#### [Your task]
Print all of the data below word for word, leaving out the pictures.

[Excerpts from an object detection dataset]
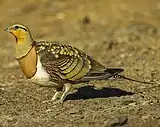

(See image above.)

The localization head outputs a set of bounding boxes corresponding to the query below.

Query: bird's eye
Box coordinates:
[14,26,19,30]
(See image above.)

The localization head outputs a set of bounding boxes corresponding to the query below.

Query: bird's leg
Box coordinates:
[52,83,72,104]
[42,86,63,103]
[51,91,60,101]
[60,83,72,102]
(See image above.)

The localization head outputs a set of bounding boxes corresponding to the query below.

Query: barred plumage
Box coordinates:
[6,24,123,102]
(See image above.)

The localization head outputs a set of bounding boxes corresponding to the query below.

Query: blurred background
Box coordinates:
[0,0,160,127]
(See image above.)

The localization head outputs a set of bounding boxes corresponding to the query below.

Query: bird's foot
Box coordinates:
[42,99,63,106]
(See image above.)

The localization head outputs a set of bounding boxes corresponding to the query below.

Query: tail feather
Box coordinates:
[81,68,124,81]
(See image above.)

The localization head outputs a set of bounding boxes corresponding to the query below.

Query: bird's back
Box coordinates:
[35,41,123,83]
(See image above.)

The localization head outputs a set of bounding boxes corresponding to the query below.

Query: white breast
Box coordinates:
[31,56,49,86]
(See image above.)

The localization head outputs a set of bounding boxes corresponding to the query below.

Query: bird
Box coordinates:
[5,24,124,103]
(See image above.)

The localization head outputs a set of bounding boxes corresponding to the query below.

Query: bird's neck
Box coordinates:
[17,41,38,78]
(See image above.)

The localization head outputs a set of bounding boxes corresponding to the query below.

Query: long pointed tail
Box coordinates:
[114,75,155,84]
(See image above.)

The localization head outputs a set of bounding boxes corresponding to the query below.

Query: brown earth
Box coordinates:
[0,0,160,127]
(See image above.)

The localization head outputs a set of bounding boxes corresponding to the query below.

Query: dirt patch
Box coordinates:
[0,0,160,127]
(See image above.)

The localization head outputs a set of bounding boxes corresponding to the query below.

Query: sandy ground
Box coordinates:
[0,0,160,127]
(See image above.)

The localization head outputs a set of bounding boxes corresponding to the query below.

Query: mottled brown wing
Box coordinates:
[36,42,98,81]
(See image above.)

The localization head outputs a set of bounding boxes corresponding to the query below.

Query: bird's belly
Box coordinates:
[30,60,50,86]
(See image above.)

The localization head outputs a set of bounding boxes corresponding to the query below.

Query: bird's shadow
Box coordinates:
[66,86,134,100]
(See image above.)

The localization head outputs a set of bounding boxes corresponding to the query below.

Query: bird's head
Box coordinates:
[5,24,32,44]
[5,24,34,58]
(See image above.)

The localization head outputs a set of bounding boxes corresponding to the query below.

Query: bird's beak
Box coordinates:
[5,27,11,32]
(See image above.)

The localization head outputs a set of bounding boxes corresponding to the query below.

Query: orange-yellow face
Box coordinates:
[5,24,30,43]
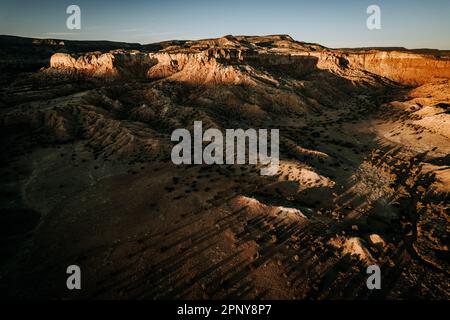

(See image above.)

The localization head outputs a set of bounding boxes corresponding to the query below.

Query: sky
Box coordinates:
[0,0,450,50]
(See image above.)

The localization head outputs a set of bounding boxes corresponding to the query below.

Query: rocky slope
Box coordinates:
[0,35,450,299]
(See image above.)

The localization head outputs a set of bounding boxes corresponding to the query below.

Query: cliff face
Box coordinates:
[50,36,450,86]
[50,51,154,77]
[345,51,450,86]
[0,36,450,299]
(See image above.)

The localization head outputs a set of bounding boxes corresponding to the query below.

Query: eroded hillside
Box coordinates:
[0,36,450,299]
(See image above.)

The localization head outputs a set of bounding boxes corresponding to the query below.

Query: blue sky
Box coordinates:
[0,0,450,49]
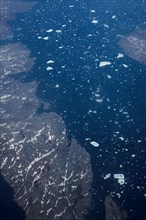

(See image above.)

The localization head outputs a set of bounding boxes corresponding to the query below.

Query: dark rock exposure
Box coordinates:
[0,1,92,220]
[105,196,127,220]
[118,28,146,65]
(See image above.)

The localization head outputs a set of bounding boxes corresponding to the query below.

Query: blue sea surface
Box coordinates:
[12,0,146,220]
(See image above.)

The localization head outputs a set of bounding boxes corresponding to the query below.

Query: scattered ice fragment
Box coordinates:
[123,64,128,68]
[112,15,116,19]
[46,29,53,33]
[47,60,54,63]
[103,24,109,28]
[91,20,99,24]
[56,30,62,33]
[114,174,125,185]
[99,61,111,67]
[47,66,53,70]
[95,99,103,103]
[119,137,124,141]
[55,84,59,88]
[90,9,95,13]
[117,53,124,58]
[103,173,111,180]
[90,141,99,147]
[43,37,49,40]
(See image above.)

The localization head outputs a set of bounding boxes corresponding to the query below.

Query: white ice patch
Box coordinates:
[95,99,103,103]
[46,29,53,33]
[56,30,62,33]
[43,37,49,40]
[47,66,53,71]
[47,60,54,63]
[90,9,95,13]
[99,61,111,67]
[117,53,124,59]
[90,141,99,147]
[103,173,111,180]
[112,15,116,19]
[119,137,124,141]
[91,19,99,24]
[114,174,125,185]
[123,64,128,68]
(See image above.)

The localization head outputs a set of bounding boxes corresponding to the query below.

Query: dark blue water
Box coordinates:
[9,0,146,220]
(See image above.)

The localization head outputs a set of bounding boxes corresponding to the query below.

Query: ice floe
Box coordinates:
[103,173,111,180]
[90,141,99,147]
[117,53,124,59]
[91,19,99,24]
[99,61,111,67]
[43,36,49,40]
[46,29,53,33]
[114,174,125,185]
[112,15,116,19]
[123,64,128,68]
[47,60,54,63]
[47,66,53,70]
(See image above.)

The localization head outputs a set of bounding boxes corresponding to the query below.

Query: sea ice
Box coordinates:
[91,20,99,24]
[47,60,54,63]
[43,37,49,40]
[114,174,125,185]
[99,61,111,67]
[47,66,53,70]
[117,53,124,58]
[103,173,111,180]
[90,141,99,147]
[46,29,53,33]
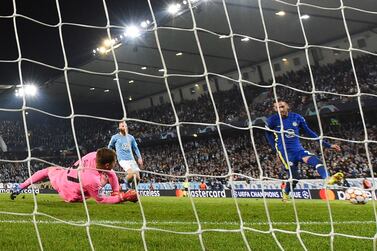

#### [Result of the task]
(See image above.)

The localization head outputs a set of bounding boxes corresponding to the query below.

Query: bird's eye
Box coordinates:
[14,26,19,30]
(See image above.)

The localization head outputs a set of bounding boxes corresponding to the query below.

Query: bird's leg
Box coordinates:
[52,83,72,104]
[42,86,63,103]
[51,91,60,101]
[60,83,72,102]
(See image above.)

The localization head outputs a set of bounding boxes corresponding to the query below.

Query: barred plumage
Box coordinates:
[6,24,123,102]
(See image above.)

The localization head outputs a set of bounding boxes corresponding to the query below.

Query: blurred background
Box coordinates:
[0,0,160,127]
(See image above.)

The localization head outputs a set of bounding boxes corresponding to the query below.

Query: bird's foot
Box coordinates:
[42,99,63,106]
(See image above.)

The localization head outputs a set of bounding boxes corresponding to the query below.

Query: tail feather
Box coordinates:
[81,68,124,81]
(See image above.)

The localization head outputs a set of bounding boxes corresponding to the query below.

Query: bird's back
Box coordinates:
[35,41,123,83]
(See image above.)

The localization head outputs a set of bounding boxes corresponding to the query below.

Query: white breast
Box coordinates:
[31,56,49,86]
(See image above.)

The localization head outputs a set of bounding boxes corresponding to the query below.

Query: bird
Box coordinates:
[5,24,124,103]
(See image above.)

The localization head outputs a set of bounding boxes corresponding to the query below.

Query: bird's neck
Box coordinates:
[17,41,38,78]
(See image above.)

The localization head outputs a set of bounding boxes corresponding to the query below.

Query: long pointed tail
Box coordinates:
[114,75,155,84]
(See image above.)

The localization head outputs a set of bounding boxes corresponding to the query below.

Query: brown earth
Box coordinates:
[0,0,160,127]
(See image above.)

The localization head outputs a set of bounding boxes corresponding to the query below.

Query: dirt patch
Box coordinates:
[0,0,160,127]
(See image above.)

The localization head outputs a set of bounding boxes corresponding to the query below.

Query: sandy ground
Box coordinates:
[0,0,160,127]
(See image above.)

The localization head outputs a set of bounding boxes corresponding to the query below.

Query: mottled brown wing
Box coordinates:
[36,42,98,81]
(See image above.)

The localization head outputs a set of bounding boxes corresponding to the query below.

Query: bird's belly
Box coordinates:
[30,60,50,86]
(See image above.)

The localization head outputs a set of bounding boxes corresponding to the query below.

Query: bird's shadow
Box coordinates:
[66,86,134,100]
(See image above.)

The localization head outputs a set of bounding boxes corresponding to the query below.

Query: bird's head
Box coordinates:
[5,24,32,44]
[5,24,34,58]
(See image above.)

The localization head outputs a set of bounding boxes corresponding to the query below.

Query: bird's beak
Box coordinates:
[5,27,11,32]
(See image above.)

The localization head outputs a set of bounding boxes corresponding to the query below.

Query: orange-yellow face
Box coordinates:
[5,24,30,43]

(See image above.)

The localization head outputs a set of bounding boxes corresponding to the query below.

Query: sky
Box coordinates:
[0,0,450,50]
(See image above.)

The localization head outputs a set of bounding boxes corresponding to the query below.

Query: rocky slope
Box coordinates:
[0,35,450,299]
(See image above.)

The localization head outputs a set of bounding boxes corresponding to the query below.

Query: cliff face
Box coordinates:
[50,36,450,86]
[50,51,154,77]
[345,51,450,86]
[0,36,450,299]
(See image above.)

The localization head outputs a set of bounding boxes corresponding to the query below.

Query: eroded hillside
Box coordinates:
[0,36,450,299]
(See image above.)

The localization head outputs a set of bounding boxes corresponding to the query below.

Query: blue sky
Box coordinates:
[0,0,450,49]

(See image above.)

The localization head outputs a set of bounding boxes corresponding to the query below.

Query: dark rock exposure
Box coordinates:
[0,1,92,220]
[105,196,127,220]
[118,28,146,65]
(See image above.)

The localization head outputs a set of bounding boxes corresponding to the query below.

Query: blue sea surface
Box coordinates:
[12,0,146,220]
(See image above.)

The localization head outputs a set of bounding boxes corresponding to the query below.

Query: scattered ice fragment
Box coordinates:
[123,64,128,68]
[112,15,116,19]
[46,29,53,33]
[47,60,54,63]
[103,24,109,28]
[91,20,99,24]
[56,30,62,33]
[114,174,125,185]
[99,61,111,67]
[47,66,53,70]
[95,99,103,103]
[119,137,124,141]
[55,84,59,88]
[90,9,95,13]
[117,53,124,58]
[103,173,111,180]
[90,141,99,147]
[43,37,49,40]
(See image above.)

The localization head outputs a set of bounding boxes corresponding to the query below.

Query: white ice patch
Box coordinates:
[95,99,103,103]
[46,29,53,33]
[56,30,62,33]
[43,37,49,40]
[47,66,53,71]
[47,60,54,63]
[90,9,95,13]
[99,61,111,67]
[117,53,124,59]
[90,141,99,147]
[103,173,111,180]
[112,15,116,19]
[119,137,124,141]
[91,19,99,24]
[114,174,125,185]
[123,64,128,68]
(See image above.)

The localization head outputs a set of bounding boxes corresponding to the query below.

Query: dark blue water
Box coordinates:
[9,0,146,220]
(See image above.)

The localization head outputs a set of bounding boxes corresponding to the query below.

Query: ice floe
Box coordinates:
[103,173,111,180]
[90,141,99,147]
[117,53,124,59]
[91,19,99,24]
[99,61,111,67]
[43,36,49,40]
[46,29,53,33]
[114,174,125,185]
[112,15,116,19]
[123,64,128,68]
[47,60,54,63]
[47,66,53,70]
(See image above.)

The localization head outputs a set of bounding boxes corresponding to the query below.

Query: sea ice
Box coordinates:
[91,20,99,24]
[47,60,54,63]
[43,37,49,40]
[114,174,125,185]
[99,61,111,67]
[47,66,53,70]
[117,53,124,58]
[103,173,111,180]
[90,141,99,147]
[46,29,53,33]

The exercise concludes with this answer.